## Task requirements
1 > According to the article on retirement portfolio risks, what is the current state of yields and valuations in domestic residential property?
2 > In the article on retirement portfolio risks, retype the passage that starts with the words "Spotting signs of" and ends with "people entering retirement.".
3 > Pick up the article on retirement portfolio risks after its final sentence and write what comes next.

## Text excerpt

***

Register For Our Mailing List

Register to receive our free weekly newsletter including editorials.

Home / 346

Spotting signs of trouble in a retirement portfolio

Everyone has 20/20 vision in hindsight – and sometimes, even the most obvious risks to a portfolio are more common than you may think. On the flipside, there are income opportunities on the horizon this year, if you know where to look.

Two potential areas of trouble in a retirement portfolio in the current climate are concentration of risk around Australian property trades and accelerated draw-down of retirement assets due to low yields on offer on fixed income.

Property exposure

One particular area where we often notice concentrated risk in retirement portfolios is in residential property, both specifically within self-managed super funds and also as a large component of the total assets of many people entering retirement.

Currently, yields in domestic residential property are very low, and valuations are very high. With most investors having a direct stake in the asset class, and also considering ancillary trades around that, such as investments through banks and some of the REIT providers, it’s a stacked bet on one very expensive trade.

That approach has worked well over the last two decades or so, but in recent years we received a warning shot across the bow in the form of a small market correction. Although investors with a long horizon can take this kind of correction in stride, retirement investors should be very cautious about the sequencing risk associated with this kind of market event.

***

## Available data
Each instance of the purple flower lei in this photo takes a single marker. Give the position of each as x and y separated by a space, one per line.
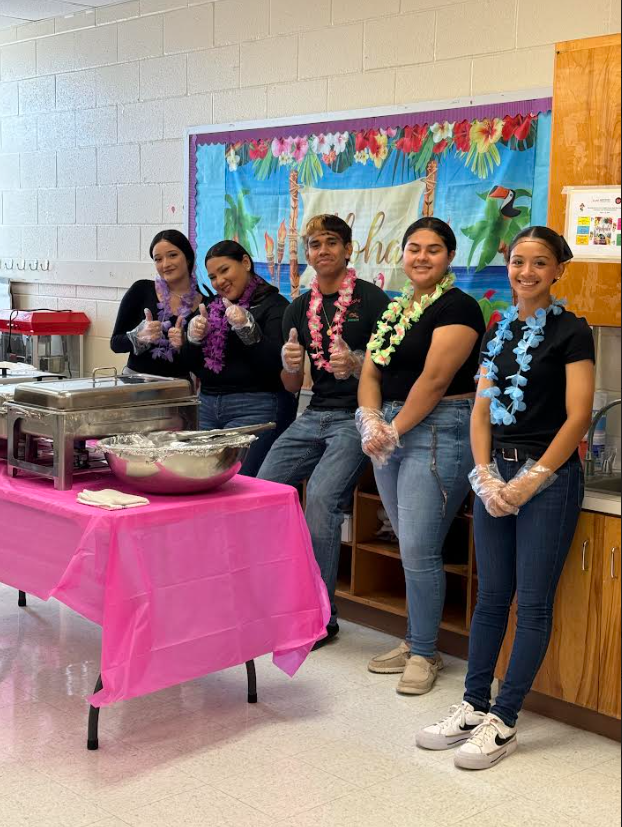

***

## Outputs by task
1 > Yields are very low, and valuations are very high.

2 >
Spotting signs of trouble in a retirement portfolio

Everyone has 20/20 vision in hindsight – and sometimes, even the most obvious risks to a portfolio are more common than you may think. On the flipside, there are income opportunities on the horizon this year, if you know where to look.

Two potential areas of trouble in a retirement portfolio in the current climate are concentration of risk around Australian property trades and accelerated draw-down of retirement assets due to low yields on offer on fixed income.

Property exposure

One particular area where we often notice concentrated risk in retirement portfolios is in residential property, both specifically within self-managed super funds and also as a large component of the total assets of many people entering retirement.

3 >
Low cash and fixed incomes yields

Another point of concern is the effect of a low-yield world on retirement incomes. The cash rate in Australia currently stands at 0.75%, with further cuts expected early this year, and fixed income assets are returning yields at record lows. Retirees are having to draw down on their asset base in order to generate income from these asset classes. This is a particular risk inherent to some fixed allocations in the current economic climate and we think it needs to be taken into consideration, given the likelihood that the current low-yield rate will continue for some time to come.

Similarly, cash exposure must be carefully managed to ensure inflation and financial repression don't eat into your asset base. One way investors can manage this risk is to tactically allocate to higher yield asset classes such as Australian equities. With the benefits of franking, Australian equities have been able to achieve over 6% income over the past decade since 2009 and has also delivered some capital growth.

There’s also the issue of longevity risk to consider. You should plan to live long and better while also managing your assets to cover that eventuality that you do live until a very old age. Retirement investors don’t want to outlive the value of their portfolio. Investing in equities makes sense if investors can look through the short-term volatility.

Key considerations: retirement versus accumulation

There are several key differences to consider between investing during the retirement phase as opposed to the accumulation phase – the two have distinct needs and profiles. It’s important to understand the different needs and goals of each phase.

In accumulation, the investor is typically contributing towards their superannuation and at the same time making other investments outside that portfolio. The principal goal is growth, with the aim of reaching retirement with the largest possible portfolio of assets.

In retirement, investors will need to think a little differently.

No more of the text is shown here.